**Do this**
Write out the records below once more, exactly as they stand.

**Data lines**
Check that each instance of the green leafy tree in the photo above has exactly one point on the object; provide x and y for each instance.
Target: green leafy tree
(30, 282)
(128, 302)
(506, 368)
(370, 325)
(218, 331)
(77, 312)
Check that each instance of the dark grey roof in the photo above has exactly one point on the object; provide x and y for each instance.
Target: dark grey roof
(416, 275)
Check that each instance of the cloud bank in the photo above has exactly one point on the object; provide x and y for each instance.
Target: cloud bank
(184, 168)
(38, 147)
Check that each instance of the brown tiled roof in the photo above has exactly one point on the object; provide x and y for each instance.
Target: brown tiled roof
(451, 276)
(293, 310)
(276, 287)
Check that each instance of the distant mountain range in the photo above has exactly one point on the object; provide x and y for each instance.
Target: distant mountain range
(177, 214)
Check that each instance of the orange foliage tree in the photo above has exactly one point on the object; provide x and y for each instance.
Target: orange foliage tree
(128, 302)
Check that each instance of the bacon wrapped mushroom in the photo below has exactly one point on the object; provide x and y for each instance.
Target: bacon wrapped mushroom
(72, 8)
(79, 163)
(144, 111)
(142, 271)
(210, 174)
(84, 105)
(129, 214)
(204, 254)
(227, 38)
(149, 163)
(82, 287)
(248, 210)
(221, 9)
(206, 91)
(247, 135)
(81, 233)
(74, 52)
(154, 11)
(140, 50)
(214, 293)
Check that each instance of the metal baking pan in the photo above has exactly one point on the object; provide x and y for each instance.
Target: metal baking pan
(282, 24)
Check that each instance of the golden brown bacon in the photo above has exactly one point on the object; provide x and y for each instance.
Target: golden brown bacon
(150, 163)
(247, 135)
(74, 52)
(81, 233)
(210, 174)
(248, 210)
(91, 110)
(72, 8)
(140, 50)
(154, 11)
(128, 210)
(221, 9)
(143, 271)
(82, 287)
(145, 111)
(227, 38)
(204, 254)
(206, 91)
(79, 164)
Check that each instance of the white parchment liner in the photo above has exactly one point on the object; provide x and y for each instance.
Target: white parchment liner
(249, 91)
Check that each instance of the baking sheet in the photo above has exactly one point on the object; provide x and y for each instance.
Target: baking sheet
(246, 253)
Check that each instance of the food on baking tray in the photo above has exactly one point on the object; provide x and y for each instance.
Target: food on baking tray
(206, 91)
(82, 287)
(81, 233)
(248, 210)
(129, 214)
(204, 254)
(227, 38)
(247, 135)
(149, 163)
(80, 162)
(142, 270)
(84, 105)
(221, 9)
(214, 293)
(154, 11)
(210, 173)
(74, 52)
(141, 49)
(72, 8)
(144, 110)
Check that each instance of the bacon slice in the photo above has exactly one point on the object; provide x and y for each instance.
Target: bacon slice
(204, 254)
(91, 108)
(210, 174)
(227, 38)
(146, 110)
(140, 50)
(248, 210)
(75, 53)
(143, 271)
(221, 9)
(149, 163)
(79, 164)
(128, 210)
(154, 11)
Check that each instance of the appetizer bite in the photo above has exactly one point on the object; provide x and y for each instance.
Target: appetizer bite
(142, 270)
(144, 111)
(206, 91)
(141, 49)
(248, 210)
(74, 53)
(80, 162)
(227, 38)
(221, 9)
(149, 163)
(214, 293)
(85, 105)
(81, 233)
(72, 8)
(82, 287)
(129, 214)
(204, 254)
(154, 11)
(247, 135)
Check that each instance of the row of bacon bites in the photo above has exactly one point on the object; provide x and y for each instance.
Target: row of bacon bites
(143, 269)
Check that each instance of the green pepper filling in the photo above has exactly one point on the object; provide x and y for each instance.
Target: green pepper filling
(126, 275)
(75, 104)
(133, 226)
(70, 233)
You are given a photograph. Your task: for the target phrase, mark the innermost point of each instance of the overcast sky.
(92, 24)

**Written reply**
Check that each instance of the green leafy tree in the photo above has exactly one point on the object; provide x and y for each instance.
Target: green leafy tree
(30, 282)
(128, 302)
(506, 368)
(370, 325)
(218, 331)
(77, 312)
Check that each instance of the dark grey roof in the photo above has exactly one point on the object; provide x and y for each instance.
Target: dark grey roof
(416, 275)
Check that each instance of the cloud bank in the photo above has exactly one point on the object; provide x and y for each instance.
Target: cloud bank
(184, 168)
(38, 147)
Check that each instance of the brown tiled roof in the photo above has exactly one point on the object; provide x and y for each instance.
Target: brown tiled roof
(451, 276)
(293, 310)
(276, 287)
Check that each instance of the distant mountain range in the photo above has exactly one point on the object; provide x and y for each instance.
Target: distant mountain range
(177, 214)
Check that each instance of the orange foliage tree in the photo above has exactly one point on the object; provide x and y for each instance.
Target: orange foliage tree
(128, 302)
Check that each instance of the bacon wrapped mushroom in the photo below has exactly one point on the object; provide x and y for each instance.
Target: bacon wrapped mushroom
(72, 8)
(79, 163)
(144, 111)
(142, 271)
(210, 174)
(84, 105)
(129, 214)
(204, 254)
(227, 38)
(149, 163)
(82, 287)
(248, 210)
(221, 9)
(206, 91)
(247, 135)
(81, 233)
(74, 52)
(154, 11)
(140, 50)
(214, 293)
Check that each instance of the metal baking pan in the photo above has exactly one point on the object; provide x and y for each instance.
Target: metal baking pan
(282, 24)
Check that each instance of the golden brown bacon in the photo above has exactly one point on the object; provide x and y for each instance.
Target: golden brown bacon
(150, 163)
(247, 135)
(74, 52)
(81, 233)
(210, 174)
(248, 210)
(91, 110)
(72, 8)
(140, 50)
(154, 11)
(128, 210)
(221, 9)
(143, 271)
(82, 287)
(145, 111)
(227, 38)
(204, 254)
(206, 91)
(79, 164)
Check that each instance of the white parchment liner in the photo above has exactly one point on the object; provide x and y for each instance.
Target: white parchment liner
(249, 91)
Check that each instance of the baking sheet in the photo above has exactly one point on the object; provide x and y for each instance.
Target: baking sheet
(246, 253)
Check that each instance of the food on baking tray in the photo above has exactly one point on the object; provide x and y for each instance.
Target: food on baking tray
(206, 91)
(82, 287)
(81, 233)
(248, 210)
(129, 214)
(204, 254)
(227, 38)
(247, 135)
(149, 163)
(80, 162)
(142, 270)
(84, 105)
(221, 9)
(214, 293)
(154, 11)
(210, 173)
(74, 52)
(141, 49)
(72, 8)
(144, 110)
Check that each instance of the bacon slice in the photo above has exactly one point on the object; provide x and y for each instance.
Target: bacon slice
(204, 254)
(91, 108)
(210, 174)
(227, 38)
(146, 110)
(140, 50)
(248, 210)
(75, 53)
(143, 271)
(221, 9)
(149, 163)
(79, 164)
(128, 210)
(154, 11)
Check that each instance of the appetizer bite in the photo above has exactly one point on the object; provide x and y for each instance.
Target: appetizer bite
(142, 270)
(144, 111)
(206, 91)
(141, 49)
(248, 210)
(74, 53)
(80, 162)
(227, 38)
(221, 9)
(149, 163)
(214, 293)
(85, 105)
(81, 233)
(72, 8)
(82, 287)
(129, 214)
(204, 254)
(154, 11)
(247, 135)
Check that each instance of the row of bacon bites in the photo above has exactly one point on the object; provide x and y for each instance.
Target: row of bacon bites
(143, 269)
Check that each instance of the green pepper filling in the photo above has exactly one point on the object; provide x and y for each instance.
Target: green pepper filling
(126, 275)
(75, 104)
(133, 226)
(70, 233)
You are given a photograph. Your task: for the target phrase, mark the innermost point of each instance of the overcast sky.
(92, 24)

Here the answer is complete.